Copy out the lines below verbatim.

(Bounding box annotation lines)
============================================================
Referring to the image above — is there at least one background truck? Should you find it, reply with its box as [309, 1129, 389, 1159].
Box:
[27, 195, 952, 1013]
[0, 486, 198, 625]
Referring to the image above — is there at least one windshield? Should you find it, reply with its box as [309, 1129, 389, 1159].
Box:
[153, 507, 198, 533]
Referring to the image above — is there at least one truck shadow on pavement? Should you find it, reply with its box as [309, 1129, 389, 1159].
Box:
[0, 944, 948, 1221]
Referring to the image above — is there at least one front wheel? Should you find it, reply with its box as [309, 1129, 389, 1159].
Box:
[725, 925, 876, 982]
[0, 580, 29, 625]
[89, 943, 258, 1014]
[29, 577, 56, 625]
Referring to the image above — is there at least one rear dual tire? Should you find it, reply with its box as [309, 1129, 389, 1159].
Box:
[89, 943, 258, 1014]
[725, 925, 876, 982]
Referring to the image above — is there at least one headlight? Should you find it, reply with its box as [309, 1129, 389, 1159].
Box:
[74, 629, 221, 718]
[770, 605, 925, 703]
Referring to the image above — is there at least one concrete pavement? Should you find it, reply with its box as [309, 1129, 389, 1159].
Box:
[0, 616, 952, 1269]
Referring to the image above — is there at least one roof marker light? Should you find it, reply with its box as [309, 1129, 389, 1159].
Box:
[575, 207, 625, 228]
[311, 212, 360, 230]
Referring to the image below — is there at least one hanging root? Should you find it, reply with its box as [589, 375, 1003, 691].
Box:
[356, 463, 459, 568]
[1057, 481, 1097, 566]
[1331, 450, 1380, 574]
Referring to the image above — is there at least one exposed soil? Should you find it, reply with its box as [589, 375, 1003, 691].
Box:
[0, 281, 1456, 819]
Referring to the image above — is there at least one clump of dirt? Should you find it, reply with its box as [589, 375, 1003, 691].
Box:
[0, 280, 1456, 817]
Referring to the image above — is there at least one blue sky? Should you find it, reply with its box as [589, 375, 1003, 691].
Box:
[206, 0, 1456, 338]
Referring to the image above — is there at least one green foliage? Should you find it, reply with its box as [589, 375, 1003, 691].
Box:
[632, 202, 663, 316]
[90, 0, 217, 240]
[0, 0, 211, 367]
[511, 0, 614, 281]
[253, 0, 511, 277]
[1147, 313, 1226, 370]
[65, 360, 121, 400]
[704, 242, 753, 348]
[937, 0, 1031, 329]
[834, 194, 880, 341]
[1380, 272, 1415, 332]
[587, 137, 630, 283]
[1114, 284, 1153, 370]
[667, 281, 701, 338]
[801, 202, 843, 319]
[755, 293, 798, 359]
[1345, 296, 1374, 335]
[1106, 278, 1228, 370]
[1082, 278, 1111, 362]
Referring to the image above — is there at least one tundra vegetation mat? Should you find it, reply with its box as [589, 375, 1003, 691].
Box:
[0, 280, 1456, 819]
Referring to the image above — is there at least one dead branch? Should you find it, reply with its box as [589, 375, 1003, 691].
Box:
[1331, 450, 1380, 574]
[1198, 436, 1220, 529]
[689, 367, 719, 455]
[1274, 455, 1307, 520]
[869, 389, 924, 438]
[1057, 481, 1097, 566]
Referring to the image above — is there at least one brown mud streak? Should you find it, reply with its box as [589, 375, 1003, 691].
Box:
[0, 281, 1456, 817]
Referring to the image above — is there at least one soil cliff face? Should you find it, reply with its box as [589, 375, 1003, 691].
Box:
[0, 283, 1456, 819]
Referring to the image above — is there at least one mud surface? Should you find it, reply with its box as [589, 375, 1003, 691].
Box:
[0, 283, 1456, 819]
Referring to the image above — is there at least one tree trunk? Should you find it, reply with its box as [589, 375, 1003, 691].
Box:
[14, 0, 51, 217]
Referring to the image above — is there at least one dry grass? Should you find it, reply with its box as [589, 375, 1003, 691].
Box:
============================================================
Exercise output:
Referring to the image above — is there at least one background truck? Should you find it, reply with its box as [309, 1129, 389, 1159].
Box:
[27, 195, 952, 1013]
[0, 486, 198, 625]
Referring to the image above — is there at least one windshield? Should you find it, reply with its box as [309, 1129, 389, 1159].
Box:
[153, 507, 198, 533]
Referring to the image above — is there at least one truck shadow on pavement? Should you find it, reply with its box as [309, 1129, 389, 1159].
Box:
[0, 944, 948, 1221]
Referring to the image above — is there at least one front wheel? Should you find it, reply with its box as [309, 1129, 389, 1159].
Box:
[725, 925, 876, 982]
[0, 580, 29, 625]
[89, 943, 258, 1014]
[29, 577, 56, 625]
Referring to the image above — is there at least one rear dual tire? Should you find it, reply with its box as [309, 1129, 389, 1159].
Box:
[89, 943, 258, 1014]
[725, 925, 876, 982]
Referring to the image above — is there at least one headlight? Should you find it, reply with its box as [309, 1129, 389, 1159].
Box:
[74, 629, 221, 718]
[770, 605, 925, 703]
Referring to the image above — is there at least one concrete pavement? Should you find it, reply with its box as [309, 1129, 389, 1159].
Box:
[0, 616, 952, 1269]
Referring to the image above — is there at least one roof marker light? Should you find it, reply with its box as [309, 1129, 389, 1159].
Box:
[575, 207, 625, 228]
[311, 212, 360, 230]
Referring to the image below — is there at least one hanging root? Should you find it, reply with its box as [589, 375, 1003, 691].
Box:
[356, 463, 459, 568]
[1057, 481, 1097, 566]
[1331, 450, 1380, 574]
Referring to the image above — is there at least one exposed soil? Should you find it, reply with its box as [589, 375, 1003, 691].
Box:
[0, 281, 1456, 819]
Referring to the image above — is there at least one clump of dirt? Should you find it, reply with its box as [589, 375, 1003, 691].
Box:
[0, 280, 1456, 817]
Referring to the image above — is there at least one blue sky? Should you find it, reply with its box as [589, 375, 1003, 691].
Box:
[206, 0, 1456, 338]
Referring to the image above — is there at least one green foliage? Should you find it, reply with its box as [589, 375, 1003, 691].
Box:
[632, 202, 663, 316]
[90, 0, 217, 240]
[0, 0, 211, 367]
[511, 0, 614, 281]
[253, 0, 511, 277]
[1147, 313, 1226, 370]
[65, 360, 121, 400]
[704, 242, 753, 348]
[937, 0, 1031, 329]
[834, 194, 880, 341]
[1380, 272, 1415, 332]
[587, 137, 630, 283]
[1114, 284, 1153, 370]
[667, 281, 701, 338]
[801, 202, 843, 319]
[755, 293, 798, 359]
[1345, 296, 1374, 335]
[1106, 278, 1228, 370]
[1082, 278, 1111, 362]
Referring to the image above — is there at least one tundra vegetation mat? Should you find it, reply with its box as [589, 375, 1003, 691].
Box:
[0, 280, 1456, 819]
Referring to the image above — is there at least one dead branch? Should you find it, reply with its box as [589, 375, 1003, 691].
Box:
[1331, 450, 1380, 574]
[1198, 436, 1220, 529]
[689, 367, 719, 455]
[1274, 455, 1307, 520]
[869, 389, 924, 438]
[1057, 481, 1097, 566]
Referring to the image above — is there at least one brown mud streak? Should you find it, reply with its box as [589, 375, 1003, 691].
Box:
[0, 281, 1456, 817]
Referring to the image above — is there at least one soil cliff face? Should you find it, reply with its box as [589, 375, 1003, 691].
Box:
[0, 283, 1456, 819]
Referring to the image above — is there at least one mud surface? Should you find it, reply with its box as [589, 375, 1003, 691].
Box:
[0, 283, 1456, 819]
Referring to the image above — is there at least one tree trunk? Should you find it, reply with its box as [589, 375, 1003, 691].
Box:
[14, 0, 51, 217]
Referring to the image above — is there at least one dry grass? Should you find it, reply with its box as [589, 375, 1003, 691].
Box:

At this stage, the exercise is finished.